• _Aim of the task_
From the first line to the last, transcribe the data exactly.

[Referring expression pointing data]

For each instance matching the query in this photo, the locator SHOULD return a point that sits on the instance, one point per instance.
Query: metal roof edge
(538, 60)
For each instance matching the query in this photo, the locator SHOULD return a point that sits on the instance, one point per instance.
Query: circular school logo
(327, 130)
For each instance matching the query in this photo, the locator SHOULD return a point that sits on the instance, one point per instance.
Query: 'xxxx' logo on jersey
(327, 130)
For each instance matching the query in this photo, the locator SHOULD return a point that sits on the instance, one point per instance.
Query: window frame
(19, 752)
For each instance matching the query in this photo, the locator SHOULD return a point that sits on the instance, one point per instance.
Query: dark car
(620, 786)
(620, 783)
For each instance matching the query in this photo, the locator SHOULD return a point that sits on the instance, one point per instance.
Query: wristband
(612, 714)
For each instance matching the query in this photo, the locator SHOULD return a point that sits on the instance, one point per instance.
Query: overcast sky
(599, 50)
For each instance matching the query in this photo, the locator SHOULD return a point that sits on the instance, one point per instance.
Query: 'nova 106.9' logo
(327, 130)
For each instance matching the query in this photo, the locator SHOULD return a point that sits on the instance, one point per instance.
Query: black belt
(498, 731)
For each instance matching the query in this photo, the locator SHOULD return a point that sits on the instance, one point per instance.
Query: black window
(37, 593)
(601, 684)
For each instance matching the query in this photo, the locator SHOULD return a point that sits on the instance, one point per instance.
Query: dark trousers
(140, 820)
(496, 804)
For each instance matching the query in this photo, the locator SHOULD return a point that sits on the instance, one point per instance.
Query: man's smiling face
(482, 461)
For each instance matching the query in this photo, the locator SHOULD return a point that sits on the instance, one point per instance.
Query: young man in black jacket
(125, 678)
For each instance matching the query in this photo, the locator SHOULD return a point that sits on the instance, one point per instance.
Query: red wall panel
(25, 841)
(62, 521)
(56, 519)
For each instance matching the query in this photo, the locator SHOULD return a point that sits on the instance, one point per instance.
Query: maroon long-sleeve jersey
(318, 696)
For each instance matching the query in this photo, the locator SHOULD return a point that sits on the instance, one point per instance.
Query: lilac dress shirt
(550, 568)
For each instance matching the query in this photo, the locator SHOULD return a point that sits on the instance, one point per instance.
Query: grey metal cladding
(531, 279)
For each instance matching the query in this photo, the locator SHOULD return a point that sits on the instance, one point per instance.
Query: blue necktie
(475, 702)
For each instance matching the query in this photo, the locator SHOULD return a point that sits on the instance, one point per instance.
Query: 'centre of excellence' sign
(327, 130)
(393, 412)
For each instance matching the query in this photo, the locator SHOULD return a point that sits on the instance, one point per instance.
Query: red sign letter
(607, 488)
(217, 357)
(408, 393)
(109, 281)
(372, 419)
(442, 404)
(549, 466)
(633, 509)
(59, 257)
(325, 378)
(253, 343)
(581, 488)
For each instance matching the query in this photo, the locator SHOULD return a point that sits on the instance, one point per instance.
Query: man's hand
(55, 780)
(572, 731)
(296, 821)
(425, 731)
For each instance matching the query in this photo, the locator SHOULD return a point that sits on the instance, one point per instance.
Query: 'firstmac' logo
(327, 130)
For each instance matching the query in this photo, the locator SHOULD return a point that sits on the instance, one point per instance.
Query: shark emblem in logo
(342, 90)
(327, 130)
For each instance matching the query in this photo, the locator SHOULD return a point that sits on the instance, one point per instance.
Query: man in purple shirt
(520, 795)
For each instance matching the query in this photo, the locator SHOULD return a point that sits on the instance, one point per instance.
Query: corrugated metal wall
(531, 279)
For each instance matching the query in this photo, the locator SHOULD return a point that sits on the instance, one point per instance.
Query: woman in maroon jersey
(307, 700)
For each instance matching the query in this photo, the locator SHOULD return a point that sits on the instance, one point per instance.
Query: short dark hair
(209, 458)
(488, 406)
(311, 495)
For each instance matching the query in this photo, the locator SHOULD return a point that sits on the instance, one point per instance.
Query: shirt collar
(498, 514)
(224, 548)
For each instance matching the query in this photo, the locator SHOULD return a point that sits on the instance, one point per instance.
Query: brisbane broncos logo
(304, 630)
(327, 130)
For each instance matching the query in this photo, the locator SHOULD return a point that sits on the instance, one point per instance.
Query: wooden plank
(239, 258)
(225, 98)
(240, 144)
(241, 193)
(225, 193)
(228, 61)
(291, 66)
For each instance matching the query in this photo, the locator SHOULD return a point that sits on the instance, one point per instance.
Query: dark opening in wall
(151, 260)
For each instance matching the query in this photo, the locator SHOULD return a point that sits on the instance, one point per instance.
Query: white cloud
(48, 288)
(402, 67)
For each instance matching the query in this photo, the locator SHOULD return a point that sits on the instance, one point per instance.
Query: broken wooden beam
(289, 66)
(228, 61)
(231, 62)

• _Exercise output_
For each instance matching the query in this photo, the locator SHOULD return a point that sits on the instance, one point per instance.
Query: metal roof edge
(538, 60)
For each instance matching the query in this photo, the locator SHOULD return a point that sits on the instance, one point per instance.
Query: circular school logo
(327, 130)
For each instance matching the query in this photo, the locator SHOULD return a point that sits on the instance, one point per instance.
Query: 'xxxx' logo on jersey
(327, 130)
For each instance matching the query in this photo, the locator SHOULD return a point that sits on the instance, one point per instance.
Query: window frame
(19, 752)
For each instance matching the query in this photo, the locator SHOULD return a point that sits on the instance, one point per instance.
Query: dark car
(620, 786)
(620, 783)
For each instance matching the query in this photo, the locator SHOULD return a point that sits on the instance, one point per instance.
Query: wristband
(612, 714)
For each instance matching the query in this photo, the locator SHOULD return a point that sits on the instance, one point per instance.
Query: overcast sky
(599, 50)
For each instance matching the query in this photo, the locator SHOULD return a point that sits on the instance, one point per instance.
Query: 'nova 106.9' logo
(327, 130)
For each instance matching the query in this photo, the locator SHOULD return a point that sits on the instance, one point per instance.
Query: black belt
(498, 731)
For each instance matching the query in this photo, the locator SHOULD return a point that sits on the instance, one point per instance.
Query: black window
(37, 593)
(601, 684)
For each instance matching the query in this photo, the locator SHOULD return a point that sits on the instance, one point per instance.
Query: dark trousers
(140, 820)
(496, 804)
For each instance matching the query in this photo, the locator SHOULD return a point that sits on the instance, one point per instance.
Query: man's smiling face
(482, 461)
For each instance matching the query in this photo, the locator SHOULD return a point that sits on the instance, one point per instance.
Query: young man in black jacket
(125, 678)
For each instance matching the query in this photo, the locator SHOULD return a point that sits on the instance, one point per instance.
Query: red wall panel
(25, 841)
(62, 521)
(56, 519)
For each instance matching the query in this photo, the locator SHOULD return a point that sits on the instance, one point per instance.
Query: maroon long-sleeve jersey
(318, 696)
For each instance matching the query in this photo, the locator SHOULD return a point that sits on the instance, one point per instance.
Query: lilac dress shirt
(550, 568)
For each instance matching the query in this photo, the locator SHOULD return a point that sits on the instance, one point per instance.
Query: grey metal cladding
(531, 279)
For each instance matching the query in this photo, the locator SHOULD return a point that sits on the instance, one point per instance.
Query: blue necktie
(475, 702)
For each instance matching the query in this photo, the locator SHOULD return a point that sits on the instance, one point per instance.
Query: 'centre of excellence' sign
(327, 130)
(393, 412)
For each instance matching the query in this photo, the locator SHOULD return a point that sits on the instance, one point per instance.
Query: red sign letter
(607, 488)
(217, 357)
(408, 393)
(109, 281)
(372, 419)
(442, 404)
(549, 466)
(633, 509)
(59, 257)
(325, 378)
(253, 343)
(581, 488)
For each instance matching the query in this photo, the locator SHOULD return a point that sits on the instance, one point per instance.
Query: man's hand
(55, 780)
(572, 731)
(296, 821)
(425, 731)
For each instance matching the query in this photo, the locator SHOULD return a point that sits on the instance, one point per instance.
Query: 'firstmac' logo
(327, 130)
For each instance matching the query in this photo, the locator SHOULD return a point that sits on the instance, one point per instance.
Query: shark emblem in logo
(342, 90)
(327, 130)
For each instance matching the query in this photo, the locator SHOULD return a point that sits on the instance, one point per instance.
Query: man in purple shirt
(520, 795)
For each instance matching the query in this photo, the locator SHOULD return a point that sits on the instance, one point per instance.
Query: corrugated metal wall
(531, 279)
For each instance matching the query in this photo, the locator SHOULD return a point that sits on the instance, one point per instance.
Query: woman in maroon jersey
(307, 700)
For each instance matching the query in this photo, the locator SHOULD return a point that sits on the instance, one point per instance.
Query: short dark hair
(209, 458)
(488, 406)
(311, 495)
For each instance matching the query in this photo, the locator SHOULD return a point that sits on the instance, one point per instance.
Query: shirt collar
(498, 514)
(224, 548)
For each instance matching the query in this photo, the locator SHOULD return a point that sits on the instance, one point per instance.
Query: brisbane broncos logo
(304, 630)
(327, 130)
For each instance matching the query in this photo, the locator SHOULD return a point that sits on the instance, one point per instance.
Query: wooden plank
(239, 258)
(225, 98)
(240, 144)
(241, 193)
(225, 193)
(228, 61)
(291, 66)
For each instance matching the query in this photo, the locator SHOULD return a point that sits on the instance, one point per instance.
Query: dark opening in wall
(151, 260)
For each instance matching the query in this photo, the locator SHOULD return a point that sits on the instance, one point per instance.
Query: white cloud
(48, 288)
(402, 67)
For each instance matching the query in this photo, the locator SHOULD return a point that sits on the instance, one point per instance.
Query: broken wooden beam
(289, 66)
(228, 61)
(231, 62)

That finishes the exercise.